- _What the task asks_
Shift every point coordinate in the answers by adding 143 to each x and y value, and write out all the records below again in full, keeping their task and format lines unchanged. Leave the pictures out.

- _Supplied material_
start
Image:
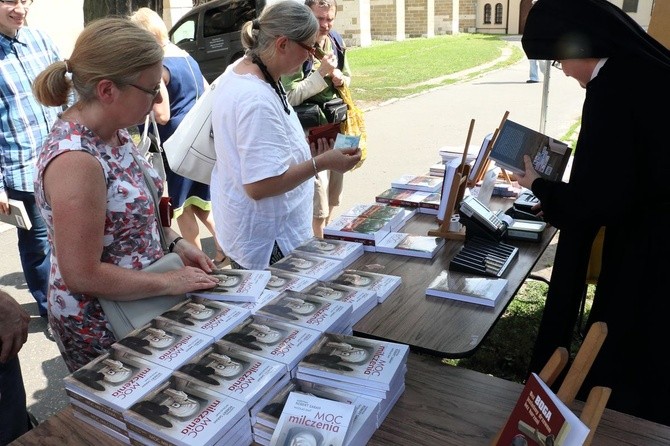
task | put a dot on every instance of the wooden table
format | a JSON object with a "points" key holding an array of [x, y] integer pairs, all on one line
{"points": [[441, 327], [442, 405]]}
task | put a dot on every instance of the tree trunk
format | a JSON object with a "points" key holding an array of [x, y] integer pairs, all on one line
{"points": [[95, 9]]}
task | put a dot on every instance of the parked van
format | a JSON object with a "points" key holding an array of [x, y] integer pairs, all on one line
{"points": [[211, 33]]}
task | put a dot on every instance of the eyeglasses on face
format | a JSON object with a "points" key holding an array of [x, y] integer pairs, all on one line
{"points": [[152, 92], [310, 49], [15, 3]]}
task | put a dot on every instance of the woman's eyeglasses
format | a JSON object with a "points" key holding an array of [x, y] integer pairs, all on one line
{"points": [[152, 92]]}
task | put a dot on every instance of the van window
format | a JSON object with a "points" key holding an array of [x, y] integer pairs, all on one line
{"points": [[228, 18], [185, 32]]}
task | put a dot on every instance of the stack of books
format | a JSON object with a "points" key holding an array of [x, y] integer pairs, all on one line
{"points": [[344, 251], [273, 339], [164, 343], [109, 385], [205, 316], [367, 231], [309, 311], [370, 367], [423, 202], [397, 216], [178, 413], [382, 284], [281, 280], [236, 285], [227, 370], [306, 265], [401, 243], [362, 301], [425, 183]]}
end
- _Solved problem_
Image:
task | put a dot on every instance of the wooden table
format | a JSON object with a "points" key holding an array of [x, y] integer pairs, all on one line
{"points": [[584, 470], [585, 548]]}
task | put a dot on every instance of the tree trunk
format | a JSON object with a "points" key holding an array of [x, y] integer pairs, all on one line
{"points": [[238, 152]]}
task | put a dot on every instance of the parked van
format | a JSON object with a "points" key holding an array of [x, y] integer pairs, all on one line
{"points": [[354, 176]]}
task | put a dot on every instance of the eyeglasses on face
format | a JSON object with a "points" key holding an array of [x, y] integer pairs, all on one line
{"points": [[295, 235], [453, 192], [158, 146]]}
task | put a dot on every instance of the woman's eyeglasses
format | a JSON object with a "points" key holding an array of [x, y] integer pairs, all on one line
{"points": [[295, 235]]}
task | put a dot on every instance of the van window
format | a JSON object with a "points" key holding an array of [x, y] integer pairs, all on one line
{"points": [[371, 161], [328, 175]]}
task | put a dot on every instance of the stack of books
format | a JSON object with a "points" key holding an array of [x, y] integer pairs, all on one line
{"points": [[487, 394], [416, 482], [307, 486], [252, 528], [348, 459], [510, 374], [452, 454], [513, 510], [566, 345], [540, 359], [321, 556], [525, 427], [424, 423], [379, 428], [370, 513], [449, 408], [544, 386], [505, 444], [568, 326]]}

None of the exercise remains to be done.